WHAT IS NEEDED:
Scale the listing below by copying every line back out, request lines included. Multiply each point coordinate in the answers by 1.2 and round it to a whole number, with halves rounding up. Leave all other text and numbers unchanged.

GIVEN INFORMATION:
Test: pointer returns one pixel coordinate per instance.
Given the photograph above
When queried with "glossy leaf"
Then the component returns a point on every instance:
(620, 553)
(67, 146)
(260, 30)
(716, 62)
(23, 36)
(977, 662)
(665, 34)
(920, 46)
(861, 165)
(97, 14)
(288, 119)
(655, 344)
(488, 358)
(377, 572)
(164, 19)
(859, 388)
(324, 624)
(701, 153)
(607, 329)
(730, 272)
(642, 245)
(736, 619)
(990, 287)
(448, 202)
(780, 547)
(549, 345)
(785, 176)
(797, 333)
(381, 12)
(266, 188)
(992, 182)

SOLUTION TO THIS EXERCISE:
Test: pointer returns one pixel coordinate per instance.
Given the photograph above
When queried with "glossy leaf"
Then the component returns a point on every instance:
(744, 664)
(80, 175)
(312, 36)
(859, 74)
(28, 43)
(1172, 794)
(798, 41)
(1104, 55)
(1033, 198)
(116, 17)
(346, 143)
(786, 413)
(586, 430)
(452, 686)
(197, 23)
(1031, 466)
(389, 749)
(841, 184)
(728, 395)
(876, 326)
(770, 294)
(883, 743)
(1188, 344)
(538, 242)
(936, 656)
(659, 414)
(942, 211)
(956, 400)
(457, 14)
(319, 226)
(1190, 218)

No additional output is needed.